Consignes à suivre >>
1. D'après l'extrait sur Greta, répondez aux questions suivantes :
(a) Combien de temps Greta vient-elle de passer aux États-Unis ?
(b) Qui lui a prêté la Tesla électrique ?
(c) De quelles mines provient plus de la moitié de la production mondiale de cobalt ?
2. Citez mot pour mot, dans l'extrait sur Greta, le passage allant de « 2) Calcule la » jusqu'à « une batterie ? ».

1) Calcule le gain d’émissions de carbone obtenu lorsque deux personnes qui ne prennent pas l’avion à l’aller provoquent l’achat de deux billets d’avion au retour.
Le bateau ne peut pas non plus attendre Greta. Il a réservé lui aussi un cours de poney. Il doit rentrer en Europe. Vous avez donc le choix entre faire venir des gens d’europe en avion pour qu’ils ramènent le gros bateau très gentil qui émet peu de carbone ou faire partir en Europe deux skippers américains… qui devront ensuite revenir en méchant navion dans leur beau pays.
2) Calcule la solution la plus économique en empreinte carbone et justifie ton choix.
Greta Cargo vient de passer plus de deux mois aux États-unis. Elle a roulé en Tesla électrique prêtée par Arnold Schwarzenegger, le type qui a bien dû manger une centaine de troupeaux de vaches pour obtenir son titre de Mister Univers. Mais Greta Vegan ne lui en veut pas. Et puis la voiture électrique, c’est gentil. Il est exact que ça pollue moins que celle qui marche aux énergies fossiles. Cependant, lorsqu’on se préoccupe de la nature et du social comme Greta, ça ne gêne pas les quelques kilos de lithium et de cobalt contenus dans une batterie ?
Plus des deux tiers du lithium sont issus des déserts de sel d’amérique du Sud. Son extraction et son traitement entraînent une pollution des sols, un assèchement des rivières et provoquent des intoxications graves pour les populations locales. Sinon, plus de la moitié de la production mondiale de cobalt nous vient de mines congolaises : conditions de sécurité plus que sommaires et exploitation récurrente d’enfants.

Ensemble des entrées >>
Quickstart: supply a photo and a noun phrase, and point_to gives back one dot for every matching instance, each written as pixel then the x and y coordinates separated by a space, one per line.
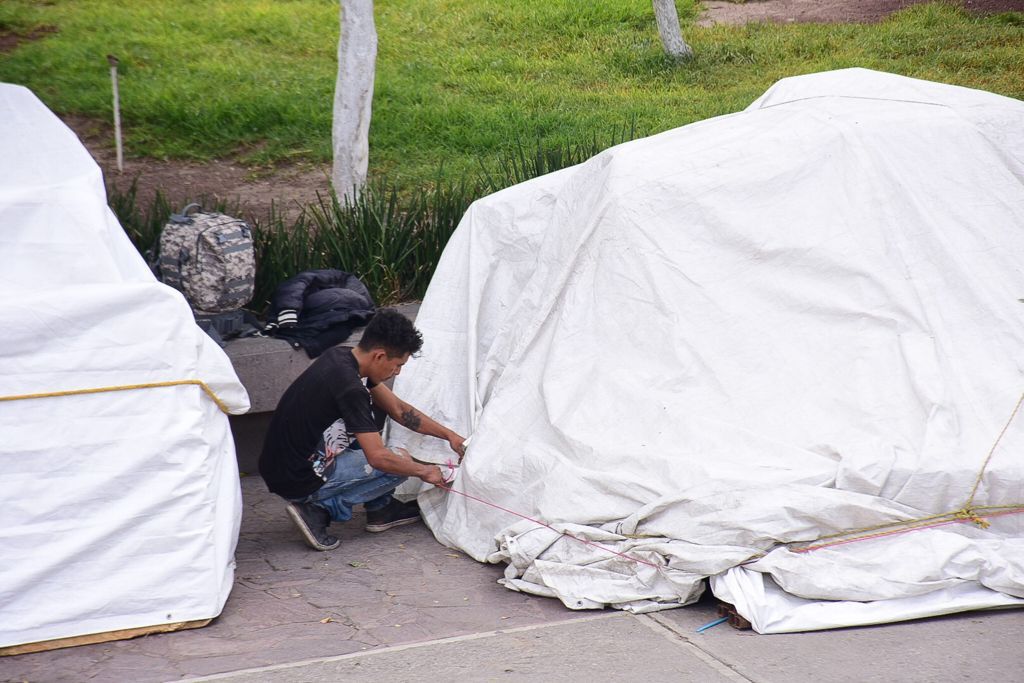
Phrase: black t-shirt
pixel 329 389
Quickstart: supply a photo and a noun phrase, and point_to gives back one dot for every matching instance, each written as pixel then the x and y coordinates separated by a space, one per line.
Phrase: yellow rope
pixel 967 512
pixel 984 466
pixel 124 387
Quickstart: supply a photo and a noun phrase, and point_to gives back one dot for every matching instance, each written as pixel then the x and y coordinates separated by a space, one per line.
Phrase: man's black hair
pixel 392 332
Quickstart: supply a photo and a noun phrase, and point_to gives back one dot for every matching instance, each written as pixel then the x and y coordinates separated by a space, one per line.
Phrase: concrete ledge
pixel 266 367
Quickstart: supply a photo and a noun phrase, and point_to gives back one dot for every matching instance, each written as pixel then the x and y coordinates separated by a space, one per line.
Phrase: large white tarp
pixel 118 509
pixel 717 346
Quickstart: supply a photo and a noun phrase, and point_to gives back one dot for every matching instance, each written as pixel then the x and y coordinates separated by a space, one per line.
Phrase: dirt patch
pixel 10 39
pixel 828 11
pixel 286 187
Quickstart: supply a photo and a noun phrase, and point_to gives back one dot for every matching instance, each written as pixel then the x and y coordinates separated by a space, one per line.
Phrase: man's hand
pixel 432 475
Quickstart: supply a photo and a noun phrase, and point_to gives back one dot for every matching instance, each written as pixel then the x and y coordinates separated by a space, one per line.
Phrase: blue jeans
pixel 350 480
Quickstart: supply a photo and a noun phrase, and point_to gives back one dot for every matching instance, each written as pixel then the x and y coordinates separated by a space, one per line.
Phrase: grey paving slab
pixel 382 595
pixel 291 603
pixel 970 646
pixel 611 647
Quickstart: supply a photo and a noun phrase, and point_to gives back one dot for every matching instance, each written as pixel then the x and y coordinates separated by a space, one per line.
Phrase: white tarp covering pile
pixel 118 509
pixel 713 347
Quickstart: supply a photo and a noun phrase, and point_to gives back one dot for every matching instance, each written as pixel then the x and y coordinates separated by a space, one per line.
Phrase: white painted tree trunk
pixel 668 28
pixel 353 95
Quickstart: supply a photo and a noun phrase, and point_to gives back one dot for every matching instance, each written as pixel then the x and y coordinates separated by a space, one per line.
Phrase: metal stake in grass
pixel 117 111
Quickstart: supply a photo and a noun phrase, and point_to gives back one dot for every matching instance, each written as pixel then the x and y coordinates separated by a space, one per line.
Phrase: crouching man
pixel 324 452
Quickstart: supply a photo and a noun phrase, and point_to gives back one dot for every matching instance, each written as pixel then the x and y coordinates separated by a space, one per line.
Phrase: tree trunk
pixel 668 28
pixel 353 95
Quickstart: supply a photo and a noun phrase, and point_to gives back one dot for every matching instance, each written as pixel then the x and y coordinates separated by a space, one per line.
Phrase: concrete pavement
pixel 398 606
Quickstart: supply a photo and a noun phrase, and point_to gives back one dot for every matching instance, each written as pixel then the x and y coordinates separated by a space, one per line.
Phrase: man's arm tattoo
pixel 411 419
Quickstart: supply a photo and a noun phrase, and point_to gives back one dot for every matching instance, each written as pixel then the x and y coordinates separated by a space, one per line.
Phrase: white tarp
pixel 118 509
pixel 711 347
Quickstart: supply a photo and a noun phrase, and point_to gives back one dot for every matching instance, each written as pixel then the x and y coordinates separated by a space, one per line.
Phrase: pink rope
pixel 540 523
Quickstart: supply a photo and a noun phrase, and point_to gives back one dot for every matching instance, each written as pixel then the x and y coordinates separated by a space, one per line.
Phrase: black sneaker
pixel 312 520
pixel 391 515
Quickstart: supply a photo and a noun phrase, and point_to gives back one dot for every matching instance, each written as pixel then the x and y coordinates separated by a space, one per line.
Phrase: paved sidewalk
pixel 398 606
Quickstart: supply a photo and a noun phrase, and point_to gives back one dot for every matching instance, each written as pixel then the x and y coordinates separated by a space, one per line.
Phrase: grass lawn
pixel 458 81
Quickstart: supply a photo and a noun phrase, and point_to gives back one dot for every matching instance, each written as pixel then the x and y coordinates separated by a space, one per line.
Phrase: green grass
pixel 471 96
pixel 458 81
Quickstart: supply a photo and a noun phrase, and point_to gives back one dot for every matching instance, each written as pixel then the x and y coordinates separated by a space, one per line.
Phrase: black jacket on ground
pixel 316 309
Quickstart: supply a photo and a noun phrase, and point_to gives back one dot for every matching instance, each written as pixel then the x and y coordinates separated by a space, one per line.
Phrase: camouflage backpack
pixel 208 257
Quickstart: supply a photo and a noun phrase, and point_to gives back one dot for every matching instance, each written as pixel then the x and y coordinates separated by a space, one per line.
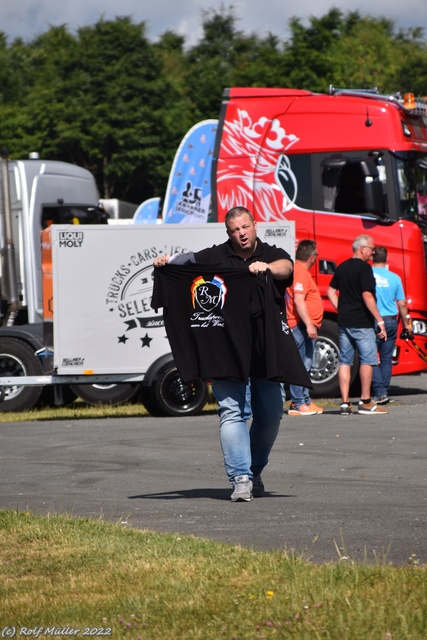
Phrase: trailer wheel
pixel 17 359
pixel 112 394
pixel 324 374
pixel 170 396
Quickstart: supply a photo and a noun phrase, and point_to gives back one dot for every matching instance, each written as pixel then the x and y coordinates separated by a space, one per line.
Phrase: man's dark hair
pixel 305 249
pixel 380 255
pixel 235 212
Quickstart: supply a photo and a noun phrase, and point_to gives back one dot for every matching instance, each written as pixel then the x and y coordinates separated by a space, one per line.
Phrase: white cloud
pixel 29 18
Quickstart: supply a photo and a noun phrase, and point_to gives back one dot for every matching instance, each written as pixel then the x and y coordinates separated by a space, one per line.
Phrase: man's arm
pixel 333 297
pixel 301 307
pixel 280 269
pixel 403 310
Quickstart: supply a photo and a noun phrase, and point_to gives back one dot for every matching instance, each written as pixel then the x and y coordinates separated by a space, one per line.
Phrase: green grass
pixel 58 571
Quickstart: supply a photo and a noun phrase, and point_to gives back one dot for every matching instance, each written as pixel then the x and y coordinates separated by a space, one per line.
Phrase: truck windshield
pixel 411 169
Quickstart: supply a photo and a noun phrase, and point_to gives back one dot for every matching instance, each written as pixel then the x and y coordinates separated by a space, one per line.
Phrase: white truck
pixel 97 337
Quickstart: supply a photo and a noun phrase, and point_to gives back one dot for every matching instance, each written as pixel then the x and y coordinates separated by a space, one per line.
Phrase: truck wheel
pixel 170 396
pixel 112 394
pixel 324 374
pixel 17 359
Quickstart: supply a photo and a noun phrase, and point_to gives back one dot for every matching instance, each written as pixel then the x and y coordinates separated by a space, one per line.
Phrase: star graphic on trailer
pixel 146 341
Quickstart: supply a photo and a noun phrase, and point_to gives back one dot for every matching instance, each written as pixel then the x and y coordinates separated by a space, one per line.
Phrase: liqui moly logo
pixel 70 239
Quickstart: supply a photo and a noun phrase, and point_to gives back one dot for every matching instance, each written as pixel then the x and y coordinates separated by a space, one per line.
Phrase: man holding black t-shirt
pixel 246 451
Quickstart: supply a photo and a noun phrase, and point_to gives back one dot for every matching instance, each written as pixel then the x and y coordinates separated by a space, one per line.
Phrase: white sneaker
pixel 242 489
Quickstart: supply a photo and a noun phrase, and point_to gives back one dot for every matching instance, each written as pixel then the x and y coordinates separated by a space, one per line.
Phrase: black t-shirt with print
pixel 351 279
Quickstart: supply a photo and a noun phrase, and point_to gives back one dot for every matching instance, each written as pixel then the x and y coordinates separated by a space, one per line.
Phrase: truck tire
pixel 324 373
pixel 17 359
pixel 170 396
pixel 112 394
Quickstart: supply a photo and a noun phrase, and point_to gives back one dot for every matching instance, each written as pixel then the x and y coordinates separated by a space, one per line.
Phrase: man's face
pixel 368 250
pixel 242 233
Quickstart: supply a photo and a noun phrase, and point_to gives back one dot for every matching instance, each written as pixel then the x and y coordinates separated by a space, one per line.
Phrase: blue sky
pixel 29 18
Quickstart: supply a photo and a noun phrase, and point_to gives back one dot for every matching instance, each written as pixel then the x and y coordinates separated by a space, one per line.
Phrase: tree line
pixel 109 99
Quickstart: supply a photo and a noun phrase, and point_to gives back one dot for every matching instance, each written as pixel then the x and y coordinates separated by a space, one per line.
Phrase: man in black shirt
pixel 246 451
pixel 357 313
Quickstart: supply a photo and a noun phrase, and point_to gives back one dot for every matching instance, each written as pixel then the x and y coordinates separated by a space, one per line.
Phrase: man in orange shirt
pixel 304 307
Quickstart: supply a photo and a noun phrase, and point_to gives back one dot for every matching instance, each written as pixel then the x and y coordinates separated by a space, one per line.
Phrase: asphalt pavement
pixel 336 486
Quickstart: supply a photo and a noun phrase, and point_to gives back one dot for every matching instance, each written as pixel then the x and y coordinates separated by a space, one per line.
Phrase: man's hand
pixel 258 267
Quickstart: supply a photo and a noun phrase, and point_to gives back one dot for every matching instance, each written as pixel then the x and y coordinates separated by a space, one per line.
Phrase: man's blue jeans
pixel 381 374
pixel 246 450
pixel 301 395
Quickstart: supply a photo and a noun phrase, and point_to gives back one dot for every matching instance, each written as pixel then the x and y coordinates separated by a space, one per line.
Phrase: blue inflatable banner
pixel 188 195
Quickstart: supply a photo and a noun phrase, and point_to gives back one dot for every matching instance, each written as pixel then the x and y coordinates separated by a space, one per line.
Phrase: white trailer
pixel 99 327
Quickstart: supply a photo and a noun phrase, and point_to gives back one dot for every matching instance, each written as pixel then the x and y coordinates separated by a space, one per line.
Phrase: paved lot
pixel 354 486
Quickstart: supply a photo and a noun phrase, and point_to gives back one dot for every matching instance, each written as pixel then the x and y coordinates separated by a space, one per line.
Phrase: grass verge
pixel 60 574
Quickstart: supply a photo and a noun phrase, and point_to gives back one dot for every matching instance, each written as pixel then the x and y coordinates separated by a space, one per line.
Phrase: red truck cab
pixel 339 165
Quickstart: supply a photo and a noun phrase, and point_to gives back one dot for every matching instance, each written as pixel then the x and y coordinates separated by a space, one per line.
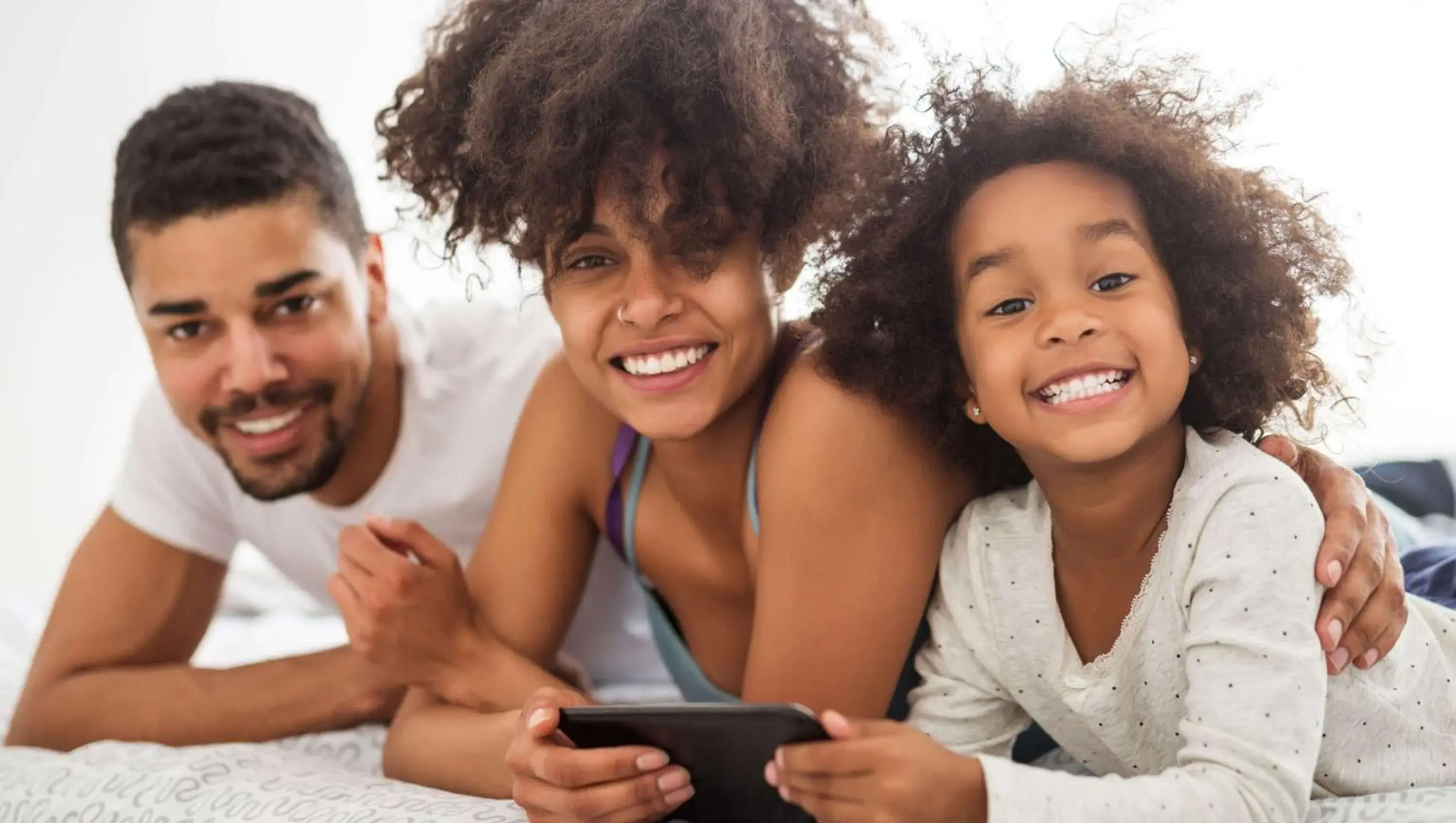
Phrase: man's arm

Réponses attendues >>
1.
(a) Plus de deux mois.
(b) Arnold Schwarzenegger.
(c) De mines congolaises.

2.
2) Calcule la solution la plus économique en empreinte carbone et justifie ton choix.
Greta Cargo vient de passer plus de deux mois aux États-unis. Elle a roulé en Tesla électrique prêtée par Arnold Schwarzenegger, le type qui a bien dû manger une centaine de troupeaux de vaches pour obtenir son titre de Mister Univers. Mais Greta Vegan ne lui en veut pas. Et puis la voiture électrique, c’est gentil. Il est exact que ça pollue moins que celle qui marche aux énergies fossiles. Cependant, lorsqu’on se préoccupe de la nature et du social comme Greta, ça ne gêne pas les quelques kilos de lithium et de cobalt contenus dans une batterie ?